• _GIVEN INSTRUCTION_
Reproduce the entries below, switching each "on the pitch" to "in the image" and leaving everything else unchanged.

===============

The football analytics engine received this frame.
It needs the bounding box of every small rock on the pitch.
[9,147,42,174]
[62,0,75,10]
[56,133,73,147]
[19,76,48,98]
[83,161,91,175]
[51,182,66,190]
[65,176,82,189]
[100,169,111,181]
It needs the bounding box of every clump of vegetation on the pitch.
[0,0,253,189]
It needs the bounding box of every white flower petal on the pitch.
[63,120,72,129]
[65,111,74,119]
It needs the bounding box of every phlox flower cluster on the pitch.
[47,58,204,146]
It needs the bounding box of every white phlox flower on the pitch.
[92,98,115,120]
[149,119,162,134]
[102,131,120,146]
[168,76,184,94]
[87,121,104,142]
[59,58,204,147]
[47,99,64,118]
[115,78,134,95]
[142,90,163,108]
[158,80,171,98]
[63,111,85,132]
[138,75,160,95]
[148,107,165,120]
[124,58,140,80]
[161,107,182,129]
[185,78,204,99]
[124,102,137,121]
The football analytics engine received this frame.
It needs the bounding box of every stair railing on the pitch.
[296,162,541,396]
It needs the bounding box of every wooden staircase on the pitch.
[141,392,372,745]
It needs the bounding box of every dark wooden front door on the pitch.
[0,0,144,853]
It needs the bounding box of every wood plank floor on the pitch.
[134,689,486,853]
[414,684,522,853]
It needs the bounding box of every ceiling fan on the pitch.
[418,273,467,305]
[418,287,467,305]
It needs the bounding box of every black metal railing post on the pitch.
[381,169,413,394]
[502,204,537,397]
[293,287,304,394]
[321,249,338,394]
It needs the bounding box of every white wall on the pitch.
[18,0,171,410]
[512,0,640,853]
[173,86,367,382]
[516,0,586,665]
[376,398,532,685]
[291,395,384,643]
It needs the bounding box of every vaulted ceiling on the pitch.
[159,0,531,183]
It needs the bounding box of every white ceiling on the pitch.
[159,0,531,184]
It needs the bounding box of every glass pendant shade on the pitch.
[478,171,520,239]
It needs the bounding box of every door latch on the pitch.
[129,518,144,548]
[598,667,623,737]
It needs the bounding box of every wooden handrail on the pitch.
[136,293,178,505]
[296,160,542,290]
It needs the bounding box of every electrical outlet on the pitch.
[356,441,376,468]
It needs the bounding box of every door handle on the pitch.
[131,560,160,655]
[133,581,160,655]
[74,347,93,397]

===============

• _TASK ANSWER_
The football analytics engine received this frame.
It needs the bounding box of every small rock in the image.
[9,147,42,174]
[62,0,75,10]
[56,133,73,147]
[19,76,48,98]
[83,161,91,175]
[51,182,66,190]
[65,176,82,189]
[100,169,111,181]
It needs the bounding box of every clump of vegetation in the image.
[0,0,253,189]
It needs the bounding box of every white flower petal in the image.
[63,120,72,129]
[65,111,74,119]
It needs the bounding box of every phlox flower cluster in the image.
[47,58,204,146]
It needs the bounding box of every white phlox flower in the image.
[92,98,115,120]
[149,119,162,134]
[102,131,120,146]
[168,76,184,94]
[87,121,104,142]
[59,58,204,147]
[47,99,64,118]
[115,78,134,95]
[142,90,163,108]
[158,80,171,98]
[63,111,85,132]
[138,75,160,95]
[148,107,165,120]
[124,58,140,80]
[161,107,182,129]
[185,78,204,99]
[124,102,137,121]
The football analytics engine received this frame.
It needs the bounding box of every stair railing in the image.
[296,162,541,396]
It needs the bounding box of every wooden staircase in the image.
[141,392,372,745]
It needs the bounding box of every dark wooden front door in the image.
[0,0,144,853]
It needs the bounding box of every wood plank floor in the image.
[134,689,486,853]
[414,684,522,853]
It needs the bounding box of every ceiling fan in the image.
[418,273,467,305]
[418,287,467,305]
It needs the bounding box of every black metal railing post in the image.
[381,169,413,394]
[502,204,537,397]
[293,287,304,394]
[321,249,338,394]
It needs the bounding box of every white wall in the image.
[18,0,171,410]
[512,0,640,853]
[173,86,367,382]
[516,0,586,665]
[376,398,532,685]
[291,395,384,643]
It needs the bounding box of every vaulted ceiling in the image.
[159,0,531,183]
It needs the bounding box of every white ceiling in the image.
[159,0,531,184]
It needs the bounding box of every glass pendant shade in the image.
[478,171,520,239]
It needs the bounding box of every door latch in the image.
[129,518,144,548]
[598,667,623,737]
It needs the bounding box of every wooden handrail in the image.
[136,293,178,505]
[296,160,542,290]
It needs the bounding box of every electrical outlet in the image.
[356,441,376,468]
It needs the bounding box of every door handle in the image.
[131,560,160,655]
[133,581,160,655]
[74,347,93,397]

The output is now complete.